[Photo-based referring expression data]

=======

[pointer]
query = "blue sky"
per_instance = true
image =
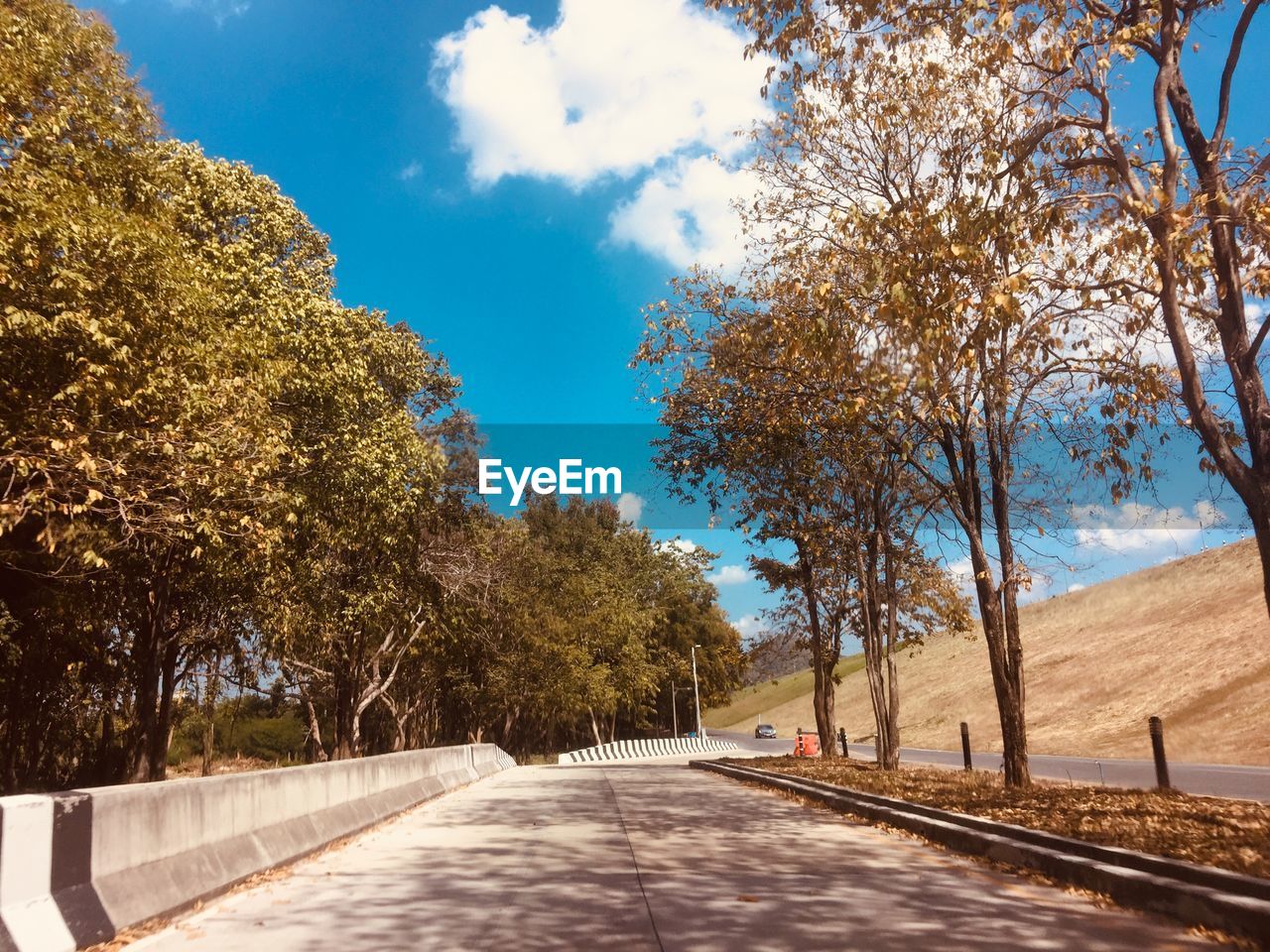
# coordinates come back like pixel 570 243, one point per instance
pixel 516 181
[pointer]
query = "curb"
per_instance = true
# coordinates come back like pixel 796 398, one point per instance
pixel 1193 893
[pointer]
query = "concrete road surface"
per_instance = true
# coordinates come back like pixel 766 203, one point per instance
pixel 1207 779
pixel 647 857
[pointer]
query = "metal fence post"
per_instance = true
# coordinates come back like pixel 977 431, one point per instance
pixel 1157 749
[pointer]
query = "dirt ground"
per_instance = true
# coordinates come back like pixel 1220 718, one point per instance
pixel 1188 642
pixel 1232 834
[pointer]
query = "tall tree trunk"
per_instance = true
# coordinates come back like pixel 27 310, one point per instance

=======

Reproduce all the records verbatim, excluding images.

* [FINISHED TASK]
[pointer]
query = "blue sky"
per_instance = true
image =
# coordinates come back like pixel 570 243, one point per instance
pixel 516 181
[pointer]
query = "curb"
per_instance = true
# coordinates come back like pixel 796 398, one point per instance
pixel 1193 893
[pointer]
query = "concrete road surface"
per_instance = true
# coordinates come back like pixel 766 203, one point per instance
pixel 1207 779
pixel 647 857
[pointer]
query = "metal fence post"
per_instance = true
# coordinates come back like pixel 977 431, one point per instance
pixel 1157 749
[pointer]
query = "dirt ground"
per_instance = true
# coordinates come back like pixel 1220 718, one point per instance
pixel 1188 642
pixel 1232 834
[pointer]
query = "tall tree trunk"
per_instance = true
# coordinates come back like pixel 27 310, one point per instance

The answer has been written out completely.